_TASK BRIEF_
Leaving all pictures aside, write out the records below precisely as given.

_SOURCE DATA_

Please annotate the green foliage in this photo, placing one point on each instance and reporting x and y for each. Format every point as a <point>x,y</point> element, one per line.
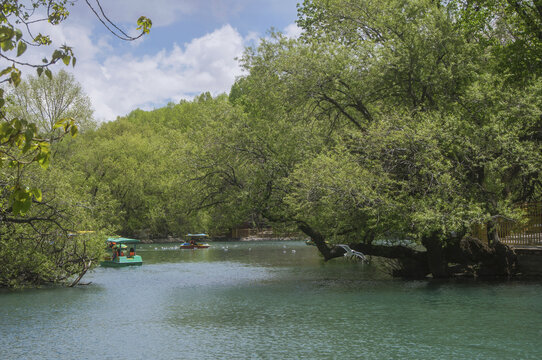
<point>40,205</point>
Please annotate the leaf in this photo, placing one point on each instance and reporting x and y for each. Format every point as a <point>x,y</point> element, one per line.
<point>59,123</point>
<point>37,193</point>
<point>74,131</point>
<point>21,48</point>
<point>16,77</point>
<point>6,70</point>
<point>57,54</point>
<point>6,33</point>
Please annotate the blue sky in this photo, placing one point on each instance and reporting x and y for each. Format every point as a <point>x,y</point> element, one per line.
<point>191,48</point>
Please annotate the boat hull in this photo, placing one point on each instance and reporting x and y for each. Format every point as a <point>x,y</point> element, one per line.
<point>194,246</point>
<point>122,261</point>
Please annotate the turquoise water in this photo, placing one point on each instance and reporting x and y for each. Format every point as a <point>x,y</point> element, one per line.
<point>269,300</point>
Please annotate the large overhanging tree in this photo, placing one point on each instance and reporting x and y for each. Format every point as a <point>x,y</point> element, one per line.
<point>390,120</point>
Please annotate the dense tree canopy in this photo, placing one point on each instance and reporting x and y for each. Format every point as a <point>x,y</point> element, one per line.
<point>394,126</point>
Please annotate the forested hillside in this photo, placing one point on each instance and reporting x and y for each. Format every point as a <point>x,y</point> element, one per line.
<point>411,120</point>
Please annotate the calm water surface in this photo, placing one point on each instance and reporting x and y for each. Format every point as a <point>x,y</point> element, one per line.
<point>268,300</point>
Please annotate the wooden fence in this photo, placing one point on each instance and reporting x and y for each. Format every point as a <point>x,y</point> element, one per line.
<point>513,233</point>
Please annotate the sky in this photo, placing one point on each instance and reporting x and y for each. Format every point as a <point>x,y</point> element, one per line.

_ANSWER FOR THE TASK_
Please annotate the green foliage in this photo, placing one point on each instance and reporting x and y for each. Format every point as a <point>x,y</point> element, one per line.
<point>40,205</point>
Please annotate the leaf in this photo, placing one point on each instance and reporting x and y for each. Format every point as a <point>x,y</point> element, one per line.
<point>59,123</point>
<point>37,193</point>
<point>74,131</point>
<point>21,48</point>
<point>16,77</point>
<point>6,70</point>
<point>57,54</point>
<point>6,33</point>
Please annotate the blue sky in this photo, placing one point on each instance and reporting x and y for each. Format every point as a <point>x,y</point> element, one per line.
<point>191,48</point>
Please annotate the boat hull in this photo, placing one point on each instance and reporting x and y for each. Format every point as a <point>x,y</point> element, one per line.
<point>194,246</point>
<point>122,261</point>
Please annotate the turquoise water in this photo, placing one point on each instance and reporting x and y for each. Format every point as a <point>x,y</point> element, one per line.
<point>269,300</point>
Please annotate the large overhanging tree in this photo, placing one point on each instance and reporting x and y for each. Format every point as a <point>x,y</point> element, one per line.
<point>390,120</point>
Please annotate the dense tree canopy in this photo, placing one point on each instance and reporting x and y for each. Format every point as a <point>x,y</point> element, one per line.
<point>394,126</point>
Please annotate the forested hillside in this photo, placing one point on each instance and reporting x and y for each. Format every point as a <point>x,y</point> element, one per line.
<point>411,120</point>
Please annotate the calm water surface in this photo, placing one point on each instance and reporting x and y for each. Format every point as a <point>x,y</point> element, one per line.
<point>268,300</point>
Please annotate the wooden fence in this photo, placing one point on each instance and reporting x and y for each. Format every point as a <point>x,y</point> element, one per line.
<point>513,233</point>
Please annotate the sky in this photo, placing one point on each instance and reporting x and y for each. Format every point as a <point>x,y</point> element, one per line.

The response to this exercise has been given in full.